### YOUR ASSIGNMENT
List every court case cited by name in the passage on impossibility of performance below.

### EXCERPTED PASSAGE
---*---

Under Maryland’s doctrine of legal impossibility, “[i]f a contract is legal when made, and no fault on the part of the promisor exists, the promisor has no liability for failing to perform the promised act, after the law itself subsequently forbids or prevents the performance of the promise.” Wischhusen v. American Medicinal Spirits Co., 163 Md. 565, 572–573 (1933). In order to succeed under this theory, however, performance under the contract must be objectively impossible. But where some circumstance beyond the party’s control has made it impossible for that party to perform its obligations under the contract, performance is excused. See, e.g., Acme Moving & Storage Corp. v. Bower, 269 Md. 478, 483-84 (1973) (holding that the inability to obtain a governmental permit necessary to perform a contract, without the fault of the applicant, gives rise to the defense of impossibility of performance “if such interference was not foreseeable at the time of the execution of the contract and the risk was not assumed by the promisor”).
In applying Virginia law, the label “impossibility of performance” has been applied to an analysis similar to what other courts label “frustration of purpose.” After noting that “application of the doctrine” requires “that the frustration of performance [be] substantial,” the court said, “a party relying on the defense of impossibility of performance must establish (1) the unexpected occurrence of an intervening act, (2) such occurrence was of such a character that its non-occurrence was a basic assumption of the agreement of the parties, and (3) that occurrence made performance impracticable.” Opera Co. of Boston, Inc. v. Wolf Trap Found. for the Performing Arts, 817 F.2d 1094, 1101 (4th Cir. 1987).
After acknowledging the similarity to the frustration of purpose analysis, the District of Columbia Court of Appeals explained what a court must consider in determining “whether an event caused performance of a contract to become impossible.” There are three steps to the analysis. “First, a contingency—something unexpected—must have occurred. Second, the risk of the unexpected occurrence must not have been allocated either by agreement or by custom. Finally, occurrence of the contingency must have rendered performance commercially impracticable. Unless the court finds these three requirements satisfied, the plea of impossibility must fail.” Island Dev. Corp. v. District of Columbia, 933 A.2d at 350 (citations omitted).

---*---

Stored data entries
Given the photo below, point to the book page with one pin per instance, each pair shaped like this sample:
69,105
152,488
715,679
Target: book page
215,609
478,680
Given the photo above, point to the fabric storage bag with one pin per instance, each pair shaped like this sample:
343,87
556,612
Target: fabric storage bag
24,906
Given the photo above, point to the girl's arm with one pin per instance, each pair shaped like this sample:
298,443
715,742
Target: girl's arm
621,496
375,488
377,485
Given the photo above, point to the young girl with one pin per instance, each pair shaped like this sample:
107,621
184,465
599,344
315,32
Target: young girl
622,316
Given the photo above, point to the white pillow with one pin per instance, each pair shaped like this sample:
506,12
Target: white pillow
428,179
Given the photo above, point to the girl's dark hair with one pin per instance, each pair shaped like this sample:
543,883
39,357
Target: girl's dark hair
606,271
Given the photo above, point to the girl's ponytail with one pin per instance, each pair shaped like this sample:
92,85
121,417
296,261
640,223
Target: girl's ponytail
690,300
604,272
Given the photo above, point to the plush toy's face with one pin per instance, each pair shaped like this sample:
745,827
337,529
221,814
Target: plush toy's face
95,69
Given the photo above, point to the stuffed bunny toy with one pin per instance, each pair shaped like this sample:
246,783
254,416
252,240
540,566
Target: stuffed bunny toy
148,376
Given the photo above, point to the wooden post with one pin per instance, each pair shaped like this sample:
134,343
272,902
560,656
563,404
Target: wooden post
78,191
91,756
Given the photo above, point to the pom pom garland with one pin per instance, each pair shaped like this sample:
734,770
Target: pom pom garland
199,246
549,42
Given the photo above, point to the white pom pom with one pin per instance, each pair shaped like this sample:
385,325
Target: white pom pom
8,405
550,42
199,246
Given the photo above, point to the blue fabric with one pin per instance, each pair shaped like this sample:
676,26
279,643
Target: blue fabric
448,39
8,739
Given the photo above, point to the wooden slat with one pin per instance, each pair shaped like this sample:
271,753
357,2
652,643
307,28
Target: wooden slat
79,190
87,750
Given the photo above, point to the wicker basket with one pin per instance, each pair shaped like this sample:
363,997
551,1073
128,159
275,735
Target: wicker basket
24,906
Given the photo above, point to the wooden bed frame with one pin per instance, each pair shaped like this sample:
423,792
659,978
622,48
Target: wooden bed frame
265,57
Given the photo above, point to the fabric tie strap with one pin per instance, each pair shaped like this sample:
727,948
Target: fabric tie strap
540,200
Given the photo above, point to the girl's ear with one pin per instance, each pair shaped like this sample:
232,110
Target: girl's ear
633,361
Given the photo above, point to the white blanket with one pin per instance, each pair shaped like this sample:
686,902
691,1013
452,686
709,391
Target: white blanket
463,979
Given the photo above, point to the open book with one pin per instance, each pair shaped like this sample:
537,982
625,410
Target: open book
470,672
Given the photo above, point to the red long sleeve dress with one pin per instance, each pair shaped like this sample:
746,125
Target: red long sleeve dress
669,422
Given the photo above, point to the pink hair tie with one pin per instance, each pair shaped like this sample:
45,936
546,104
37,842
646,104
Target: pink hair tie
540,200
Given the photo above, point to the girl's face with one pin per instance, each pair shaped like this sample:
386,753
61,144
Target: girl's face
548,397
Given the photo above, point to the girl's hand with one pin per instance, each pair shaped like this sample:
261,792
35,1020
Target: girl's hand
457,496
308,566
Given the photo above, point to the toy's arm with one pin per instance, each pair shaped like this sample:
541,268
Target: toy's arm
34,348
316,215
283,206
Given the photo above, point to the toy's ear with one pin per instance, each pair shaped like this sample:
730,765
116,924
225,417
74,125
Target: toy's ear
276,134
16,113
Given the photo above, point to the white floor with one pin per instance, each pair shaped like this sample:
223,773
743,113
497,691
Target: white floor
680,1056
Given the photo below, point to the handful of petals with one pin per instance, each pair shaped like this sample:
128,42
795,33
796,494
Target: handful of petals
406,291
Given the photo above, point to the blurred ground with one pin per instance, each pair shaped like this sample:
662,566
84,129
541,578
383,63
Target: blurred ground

---*---

### EXPECTED ANSWER
Wischhusen v. American Medicinal Spirits Co.
Acme Moving & Storage Corp. v. Bower
Opera Co. of Boston, Inc. v. Wolf Trap Found. for the Performing Arts
Island Dev. Corp. v. District of Columbia